## Work required
Format the lines from the one containing "Quiz — Where exactly is the spider?" through the one containing "[583,252,952,672]", both ends included, as a JSON list of strings, one string per line and no blank lines.

## The input
=-=-=-=-=
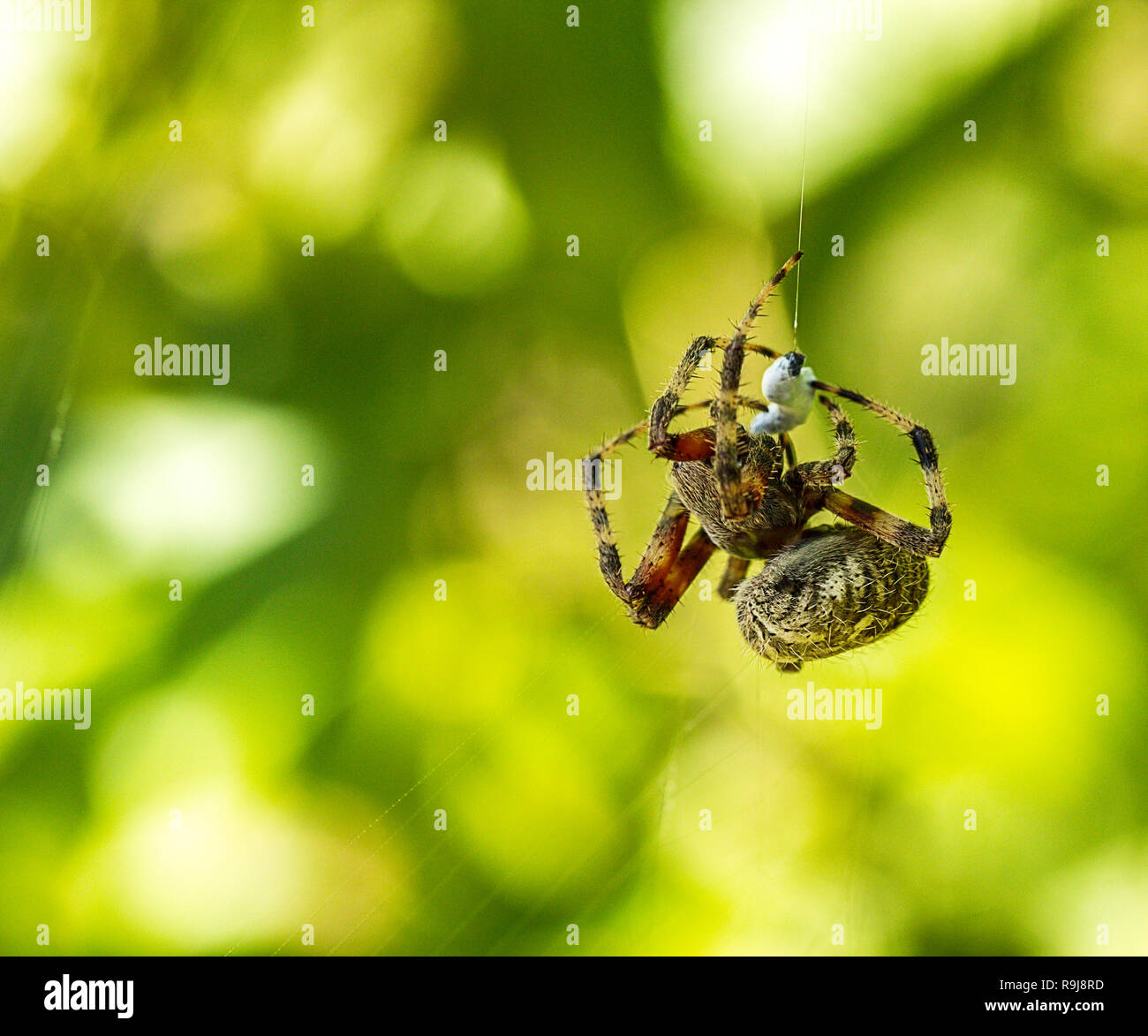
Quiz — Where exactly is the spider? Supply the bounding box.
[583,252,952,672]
=-=-=-=-=
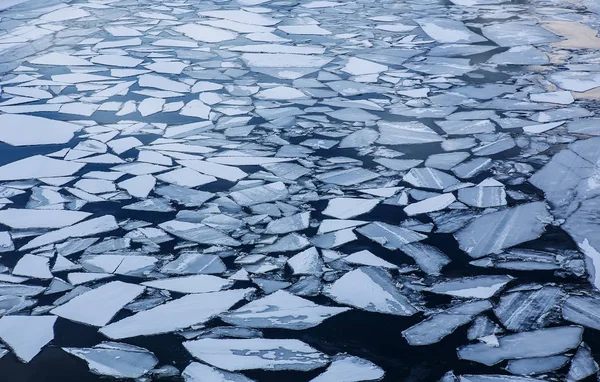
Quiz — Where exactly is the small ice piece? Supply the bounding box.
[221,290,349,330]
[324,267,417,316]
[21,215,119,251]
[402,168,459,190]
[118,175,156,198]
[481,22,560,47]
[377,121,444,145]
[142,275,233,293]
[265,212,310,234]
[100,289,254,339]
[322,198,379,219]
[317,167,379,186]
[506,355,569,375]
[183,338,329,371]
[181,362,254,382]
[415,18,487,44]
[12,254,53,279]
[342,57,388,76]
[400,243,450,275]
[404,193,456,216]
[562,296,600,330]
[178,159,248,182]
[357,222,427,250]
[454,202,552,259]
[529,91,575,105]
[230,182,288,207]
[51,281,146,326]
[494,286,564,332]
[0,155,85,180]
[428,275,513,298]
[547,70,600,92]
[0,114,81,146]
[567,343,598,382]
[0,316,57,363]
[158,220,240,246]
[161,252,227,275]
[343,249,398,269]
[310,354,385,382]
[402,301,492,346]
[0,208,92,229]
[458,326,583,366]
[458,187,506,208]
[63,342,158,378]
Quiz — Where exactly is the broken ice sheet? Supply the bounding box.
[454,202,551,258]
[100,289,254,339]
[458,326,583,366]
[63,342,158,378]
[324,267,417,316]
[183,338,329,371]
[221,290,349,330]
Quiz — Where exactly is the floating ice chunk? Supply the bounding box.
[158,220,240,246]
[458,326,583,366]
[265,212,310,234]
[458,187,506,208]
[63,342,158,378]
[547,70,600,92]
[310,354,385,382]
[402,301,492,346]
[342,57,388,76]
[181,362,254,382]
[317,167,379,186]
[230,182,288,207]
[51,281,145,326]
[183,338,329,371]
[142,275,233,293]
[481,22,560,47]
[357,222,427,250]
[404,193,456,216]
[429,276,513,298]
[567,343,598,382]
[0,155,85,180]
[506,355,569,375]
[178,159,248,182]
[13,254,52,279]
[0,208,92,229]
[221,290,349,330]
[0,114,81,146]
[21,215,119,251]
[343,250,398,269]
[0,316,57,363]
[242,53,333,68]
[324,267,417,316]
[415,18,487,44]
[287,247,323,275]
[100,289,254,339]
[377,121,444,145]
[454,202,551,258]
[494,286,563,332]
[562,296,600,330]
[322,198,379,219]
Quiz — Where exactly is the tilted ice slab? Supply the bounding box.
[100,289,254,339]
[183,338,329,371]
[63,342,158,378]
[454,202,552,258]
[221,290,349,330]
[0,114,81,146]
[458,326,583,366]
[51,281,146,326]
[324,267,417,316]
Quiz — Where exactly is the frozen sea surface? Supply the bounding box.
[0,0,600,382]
=-=-=-=-=
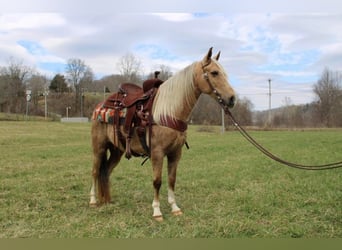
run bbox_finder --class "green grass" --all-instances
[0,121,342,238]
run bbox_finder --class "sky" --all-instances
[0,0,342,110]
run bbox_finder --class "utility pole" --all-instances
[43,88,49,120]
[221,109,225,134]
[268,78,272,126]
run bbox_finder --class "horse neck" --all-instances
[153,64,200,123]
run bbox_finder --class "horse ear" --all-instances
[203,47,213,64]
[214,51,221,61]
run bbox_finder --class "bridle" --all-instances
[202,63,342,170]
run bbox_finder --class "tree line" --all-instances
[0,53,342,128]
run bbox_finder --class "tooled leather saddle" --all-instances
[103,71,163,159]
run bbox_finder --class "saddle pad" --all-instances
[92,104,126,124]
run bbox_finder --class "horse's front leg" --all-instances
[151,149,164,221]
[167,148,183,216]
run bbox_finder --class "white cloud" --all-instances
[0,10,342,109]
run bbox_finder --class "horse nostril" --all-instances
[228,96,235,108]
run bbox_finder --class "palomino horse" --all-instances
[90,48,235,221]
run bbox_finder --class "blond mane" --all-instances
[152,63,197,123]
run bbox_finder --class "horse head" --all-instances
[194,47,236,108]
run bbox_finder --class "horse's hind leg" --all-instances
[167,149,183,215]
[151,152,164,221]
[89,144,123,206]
=-=-=-=-=
## Completed task
[
  "Quiz — Where exactly is the spider? Supply the bounding box.",
  "[583,252,952,672]"
]